WHAT THE EXERCISE ASKS:
Output, exactly as they appear, the lines of the entries below from the line containing "For every instance of the ear, imagine" through the end of the entries, inclusive.

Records
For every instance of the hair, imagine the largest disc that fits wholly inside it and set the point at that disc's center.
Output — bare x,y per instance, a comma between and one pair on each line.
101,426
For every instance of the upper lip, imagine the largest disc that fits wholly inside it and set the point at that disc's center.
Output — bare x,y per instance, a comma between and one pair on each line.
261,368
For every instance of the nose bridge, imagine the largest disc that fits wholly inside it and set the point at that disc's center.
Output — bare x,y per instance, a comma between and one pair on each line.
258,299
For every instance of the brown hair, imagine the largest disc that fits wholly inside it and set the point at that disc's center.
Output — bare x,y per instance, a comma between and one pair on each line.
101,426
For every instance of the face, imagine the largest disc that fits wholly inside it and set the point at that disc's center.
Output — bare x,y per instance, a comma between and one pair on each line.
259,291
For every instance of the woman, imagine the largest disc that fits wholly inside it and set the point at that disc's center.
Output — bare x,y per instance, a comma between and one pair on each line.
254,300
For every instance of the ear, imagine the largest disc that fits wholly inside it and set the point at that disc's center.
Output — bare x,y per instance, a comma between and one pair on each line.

REPLY TO THE EXERCISE:
For every instance of the ear, imagine the largest disc that fits wholly inside it and set the point at that disc's center.
Output — bare x,y per instance, a comma between and one pair on each line.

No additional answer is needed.